Recast the items from the line containing "For every instance of the child's" through the end of the items as a Markdown table with the columns Row and Line. Number each row, and leave out blank lines.

─── Recorded information

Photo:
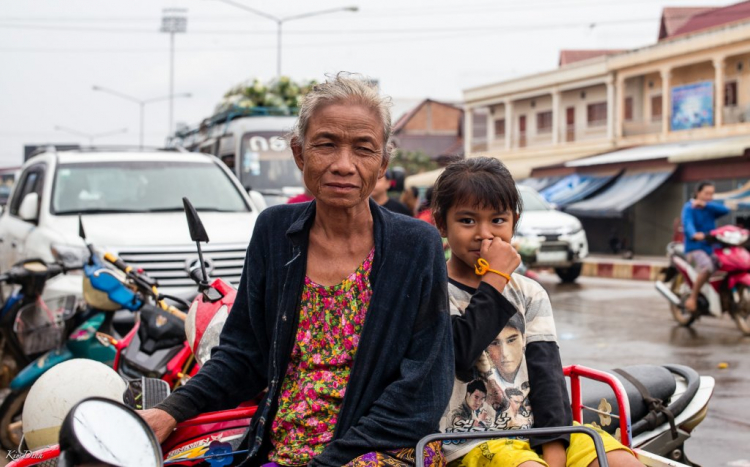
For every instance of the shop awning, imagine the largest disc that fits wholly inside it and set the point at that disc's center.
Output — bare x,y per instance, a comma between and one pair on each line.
741,192
631,187
576,187
712,149
540,183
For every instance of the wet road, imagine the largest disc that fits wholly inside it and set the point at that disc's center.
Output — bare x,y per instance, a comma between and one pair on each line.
607,323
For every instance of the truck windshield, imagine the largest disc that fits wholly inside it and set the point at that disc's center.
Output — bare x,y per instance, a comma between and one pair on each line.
143,186
532,201
267,163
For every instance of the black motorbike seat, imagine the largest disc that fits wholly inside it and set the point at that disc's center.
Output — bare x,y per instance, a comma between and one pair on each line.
659,381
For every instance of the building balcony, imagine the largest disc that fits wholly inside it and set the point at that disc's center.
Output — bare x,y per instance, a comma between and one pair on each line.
641,127
736,114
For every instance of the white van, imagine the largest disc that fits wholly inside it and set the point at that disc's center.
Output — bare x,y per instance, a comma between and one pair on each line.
131,205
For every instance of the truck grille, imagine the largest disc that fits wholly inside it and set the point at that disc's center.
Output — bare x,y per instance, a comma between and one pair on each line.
170,265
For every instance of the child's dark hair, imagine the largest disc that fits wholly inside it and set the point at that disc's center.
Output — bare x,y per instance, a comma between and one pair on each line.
479,181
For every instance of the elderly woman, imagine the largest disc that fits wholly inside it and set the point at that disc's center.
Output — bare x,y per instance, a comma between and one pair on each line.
338,297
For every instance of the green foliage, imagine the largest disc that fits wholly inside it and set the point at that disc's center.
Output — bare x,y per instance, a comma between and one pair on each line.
283,94
413,162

──────

Written response:
| Row | Line |
|---|---|
| 1 | For every instance of the child's dark hair, imagine the largest disc that fits wholly inside it and set the point at that disc's center. |
| 2 | Output — bare x,y per instance, a comma between and one pair on each line. |
| 3 | 479,181 |
| 4 | For every instance of the elderly woman, imagine the largest disc that fits wholly inside it and set the point at that disc's center. |
| 5 | Output — bare x,y per instance, a comma between and one pair on each line. |
| 6 | 338,297 |
| 7 | For every instance of the green foliage, imagine the largest disc that fits wholly inside it and set the point at that disc's center. |
| 8 | Output — bare x,y per instance, a comma between and one pair on each line. |
| 9 | 283,94 |
| 10 | 413,162 |